DESCRIPTION OF THE TASK
Retype each line below precisely and omit all images.

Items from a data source
-=-=-=-=-

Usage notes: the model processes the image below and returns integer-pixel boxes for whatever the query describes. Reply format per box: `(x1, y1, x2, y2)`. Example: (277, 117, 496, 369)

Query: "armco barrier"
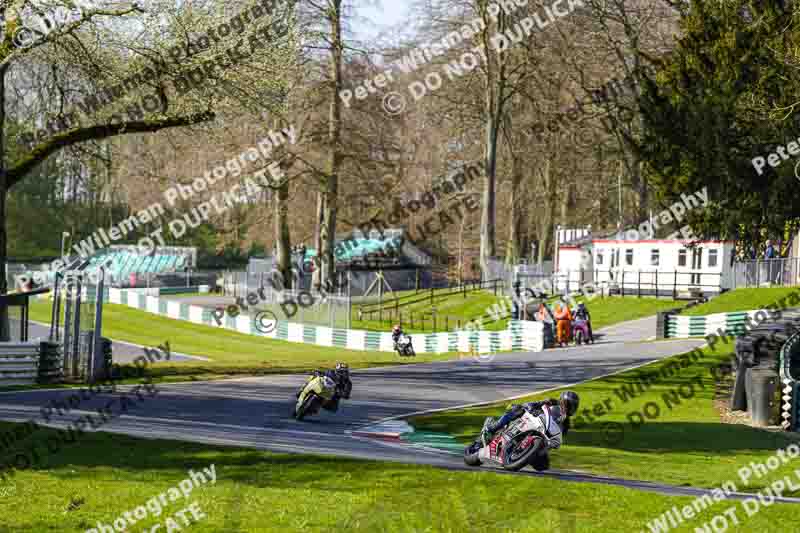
(0, 343, 40, 386)
(105, 288, 544, 355)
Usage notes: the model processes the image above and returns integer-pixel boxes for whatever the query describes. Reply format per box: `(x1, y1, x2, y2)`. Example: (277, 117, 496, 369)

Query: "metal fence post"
(674, 270, 678, 299)
(621, 271, 625, 297)
(50, 273, 62, 342)
(637, 270, 641, 297)
(90, 269, 105, 383)
(655, 270, 658, 297)
(72, 275, 83, 380)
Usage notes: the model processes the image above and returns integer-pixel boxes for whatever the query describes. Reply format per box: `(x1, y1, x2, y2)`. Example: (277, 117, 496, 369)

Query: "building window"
(678, 249, 687, 267)
(625, 249, 634, 266)
(596, 250, 604, 265)
(651, 249, 660, 267)
(708, 249, 718, 267)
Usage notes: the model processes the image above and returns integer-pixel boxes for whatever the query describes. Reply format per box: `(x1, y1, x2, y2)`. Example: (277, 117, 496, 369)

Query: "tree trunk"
(315, 0, 343, 291)
(478, 6, 507, 280)
(560, 182, 571, 221)
(0, 63, 8, 341)
(633, 155, 647, 222)
(538, 159, 556, 265)
(274, 178, 292, 290)
(505, 155, 523, 264)
(312, 191, 324, 290)
(480, 120, 498, 279)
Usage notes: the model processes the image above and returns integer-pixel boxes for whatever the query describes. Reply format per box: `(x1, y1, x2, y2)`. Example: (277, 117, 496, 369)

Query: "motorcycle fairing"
(296, 375, 337, 410)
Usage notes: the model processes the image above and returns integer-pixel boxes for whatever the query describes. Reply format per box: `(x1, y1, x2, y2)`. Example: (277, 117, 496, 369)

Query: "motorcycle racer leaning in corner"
(481, 390, 580, 449)
(299, 362, 353, 412)
(391, 324, 404, 344)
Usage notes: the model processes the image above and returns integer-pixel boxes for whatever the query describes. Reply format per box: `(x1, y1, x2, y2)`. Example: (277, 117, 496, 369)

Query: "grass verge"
(0, 421, 797, 532)
(568, 296, 683, 330)
(27, 299, 457, 384)
(682, 287, 800, 316)
(410, 339, 800, 492)
(353, 290, 508, 333)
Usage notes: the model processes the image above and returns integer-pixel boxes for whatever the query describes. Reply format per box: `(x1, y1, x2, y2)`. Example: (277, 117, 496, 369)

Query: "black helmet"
(559, 391, 579, 417)
(335, 362, 349, 377)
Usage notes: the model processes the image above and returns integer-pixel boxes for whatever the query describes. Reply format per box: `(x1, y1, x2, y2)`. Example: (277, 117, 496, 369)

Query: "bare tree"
(2, 0, 299, 338)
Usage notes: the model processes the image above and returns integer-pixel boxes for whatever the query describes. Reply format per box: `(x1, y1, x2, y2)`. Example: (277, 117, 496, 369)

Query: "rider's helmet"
(392, 324, 401, 334)
(335, 362, 349, 380)
(559, 391, 580, 417)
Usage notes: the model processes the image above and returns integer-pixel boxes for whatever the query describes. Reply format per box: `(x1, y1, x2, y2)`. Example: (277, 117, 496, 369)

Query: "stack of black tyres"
(733, 310, 800, 426)
(37, 341, 63, 384)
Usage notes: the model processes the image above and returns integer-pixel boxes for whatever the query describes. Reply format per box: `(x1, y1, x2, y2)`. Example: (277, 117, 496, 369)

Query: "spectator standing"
(765, 240, 777, 259)
(764, 239, 780, 284)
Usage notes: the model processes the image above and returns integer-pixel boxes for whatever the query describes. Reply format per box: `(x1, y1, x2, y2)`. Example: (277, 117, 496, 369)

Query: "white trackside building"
(554, 226, 736, 296)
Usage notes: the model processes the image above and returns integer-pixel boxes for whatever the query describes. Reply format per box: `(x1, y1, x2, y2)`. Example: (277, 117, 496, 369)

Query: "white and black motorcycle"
(463, 404, 563, 472)
(395, 333, 415, 357)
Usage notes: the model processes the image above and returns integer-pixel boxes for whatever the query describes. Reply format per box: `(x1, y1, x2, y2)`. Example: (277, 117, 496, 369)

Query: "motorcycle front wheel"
(502, 431, 545, 471)
(463, 441, 482, 466)
(295, 393, 318, 421)
(529, 451, 550, 472)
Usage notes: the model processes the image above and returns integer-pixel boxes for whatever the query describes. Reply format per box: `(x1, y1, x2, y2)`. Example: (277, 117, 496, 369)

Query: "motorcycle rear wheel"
(502, 432, 545, 471)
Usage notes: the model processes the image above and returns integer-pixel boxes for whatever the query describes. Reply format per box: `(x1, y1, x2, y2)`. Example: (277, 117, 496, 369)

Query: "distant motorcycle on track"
(572, 318, 593, 345)
(395, 333, 415, 357)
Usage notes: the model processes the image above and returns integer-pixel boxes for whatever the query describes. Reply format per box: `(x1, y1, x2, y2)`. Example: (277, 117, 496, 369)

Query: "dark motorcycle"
(395, 334, 415, 357)
(572, 318, 593, 345)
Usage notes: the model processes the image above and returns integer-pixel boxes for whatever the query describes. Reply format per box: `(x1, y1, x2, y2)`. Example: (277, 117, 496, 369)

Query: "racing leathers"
(482, 400, 570, 450)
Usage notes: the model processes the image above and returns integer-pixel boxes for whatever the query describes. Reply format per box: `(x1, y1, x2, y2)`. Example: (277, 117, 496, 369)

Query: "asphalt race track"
(3, 316, 800, 503)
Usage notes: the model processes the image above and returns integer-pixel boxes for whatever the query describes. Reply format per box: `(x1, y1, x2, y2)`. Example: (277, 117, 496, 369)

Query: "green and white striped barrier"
(105, 288, 544, 355)
(664, 309, 796, 339)
(779, 331, 800, 432)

-=-=-=-=-

RESPONSE TO THE EXERCISE
Usage notes: the model processes the image below and returns integer-pixel boxes for whatever the query describes. Reply format per box: `(x1, y1, x2, y2)`. Example: (277, 117, 496, 369)

Query: "armco barrier"
(0, 343, 40, 386)
(105, 288, 544, 355)
Usage notes: the model processes the image above and returns integer-pixel boxes for whatever the query describes. Reply format per box: `(x1, y1, x2, y2)`. Example: (277, 117, 496, 369)

Query: "metal fence post"
(674, 270, 678, 299)
(621, 271, 625, 297)
(50, 273, 62, 342)
(637, 270, 641, 297)
(90, 269, 105, 383)
(655, 270, 658, 297)
(72, 275, 83, 380)
Usage notes: the model processes the image above and returns integer-pixel boxes for whatever the query describes. Reply format per box: `(x1, y1, x2, y2)`. Example: (277, 117, 496, 369)

Query: "building window"
(678, 249, 687, 267)
(625, 249, 634, 266)
(596, 250, 604, 265)
(651, 249, 660, 267)
(708, 249, 718, 267)
Usage notes: the model processes the image above and returns integer-pixel boxes for whatever the query describes. Reply format per box: `(x1, y1, x2, y2)`. Example: (277, 117, 496, 369)

Query: "tree trunk"
(315, 0, 343, 291)
(478, 6, 507, 280)
(560, 182, 571, 221)
(0, 63, 8, 341)
(633, 155, 647, 222)
(538, 159, 556, 265)
(274, 178, 292, 290)
(505, 155, 523, 264)
(312, 191, 324, 290)
(480, 120, 498, 279)
Usage notes: the model processes the image above and returns integer-pixel boxes for whatever the query describes. Reply format per box: `(x1, y1, x2, y2)`. Example: (277, 117, 496, 369)

Query: "motorcycle fairing"
(296, 375, 337, 410)
Usage notes: the model processes the image above and returns integer-pixel boxes for whatever the query describes. Reply format per box: `(x1, y1, x2, y2)`. Example: (277, 117, 496, 369)

Query: "motorcycle racer leaning in corner"
(481, 390, 580, 449)
(299, 362, 353, 412)
(391, 324, 404, 344)
Usage notes: the model processes the image above and returns integer-pixel boxes for whatever the query describes. Reply format per box: `(x1, y1, x2, y2)`. Example: (277, 117, 496, 369)

Query: "grass verge"
(0, 421, 797, 532)
(568, 296, 683, 330)
(27, 299, 457, 384)
(682, 287, 800, 316)
(410, 339, 800, 492)
(353, 290, 508, 333)
Usage notes: the model processes the image above and returns integer-pixel boxes for whatever the query describes. Reply format per box: `(x1, y1, x2, y2)`. Example: (277, 117, 496, 369)

Query: "black helmet"
(559, 391, 579, 417)
(335, 362, 349, 377)
Usage notes: the model processes the image above and returns integer-pixel boxes for whatever the query describes. Reply format per box: `(x1, y1, x2, y2)`. Example: (277, 117, 496, 369)

Query: "bare tree"
(2, 0, 299, 338)
Usage notes: the model processes the image above and returns integer-pixel boxes for whatever the query describes. Reply format per box: `(x1, y1, x2, y2)`. Example: (277, 117, 496, 369)

Query: "rider's helmet"
(392, 324, 401, 334)
(335, 362, 349, 380)
(559, 391, 580, 417)
Usage notes: the model processes the image above and returns integer-pixel boxes for whatever the query describes. Reply format per box: `(x1, y1, x2, y2)`. Example: (277, 117, 496, 369)

Query: "stack of black tyres"
(733, 310, 800, 426)
(37, 341, 63, 384)
Usage notes: the model processes the image above and returns integer-pixel boxes for whatever the query describes. Reply format per box: `(x1, y1, x2, y2)`. Example: (277, 117, 496, 369)

Query: "spectator standing"
(765, 240, 777, 259)
(764, 239, 780, 284)
Usage notes: the model processes the image above and returns integer-pixel boxes for whatever the query describes. Reply format per box: `(x1, y1, x2, y2)`. Example: (277, 117, 496, 369)

Query: "white trackside building"
(554, 226, 736, 296)
Usage notes: the model processes the image above and returns integer-pixel boxes for whatever the query describes. Reply format per box: `(x1, y1, x2, y2)`. Example: (277, 117, 496, 369)

Query: "white and black motorcycle"
(463, 404, 563, 472)
(395, 333, 415, 357)
Usage notes: the model processes the image above and returns integer-pixel boxes for whatever the query describes. Reply format per box: `(x1, y1, x2, y2)`. Example: (277, 117, 496, 369)

Query: "motorcycle front wheel"
(502, 431, 545, 471)
(463, 441, 482, 466)
(295, 393, 318, 421)
(529, 451, 550, 472)
Usage notes: the model processes the image above and returns integer-pixel boxes for whatever the query describes. Reply format per box: `(x1, y1, x2, y2)`. Example: (277, 117, 496, 369)

Query: "motorcycle rear wheel"
(502, 432, 545, 471)
Usage notes: the model processes the image above and returns integer-pixel boxes for whatever the query describes. Reply format per box: `(x1, y1, x2, y2)`. Example: (277, 117, 496, 369)

Query: "distant motorcycle on track"
(572, 318, 593, 345)
(395, 333, 415, 357)
Usage notes: the model processes the image above and returns integer-pixel boxes for whatever the query describes. Reply format per box: `(x1, y1, x2, y2)`. Example: (277, 117, 496, 369)

Query: "dark motorcycle"
(395, 334, 415, 357)
(572, 318, 593, 345)
Usage notes: the model processes the image above and returns integer-pixel boxes for whatever the query describes. Reply format per box: `(x1, y1, x2, y2)`. Example: (277, 117, 496, 369)

Query: "racing leathers"
(482, 400, 570, 450)
Usage notes: the model processes the image above and returns integer-pixel boxes for whatever the query describes. Reply format per box: `(x1, y1, x2, y2)`. Example: (277, 117, 496, 369)

Query: "asphalt race track"
(3, 316, 800, 503)
Usage notes: the model processes the image above and returns integer-pixel boxes for whatever the query describes. Reply format per box: `(x1, y1, x2, y2)`. Example: (277, 117, 496, 369)

Query: "green and white striped barrier"
(105, 288, 544, 355)
(664, 309, 796, 339)
(779, 331, 800, 432)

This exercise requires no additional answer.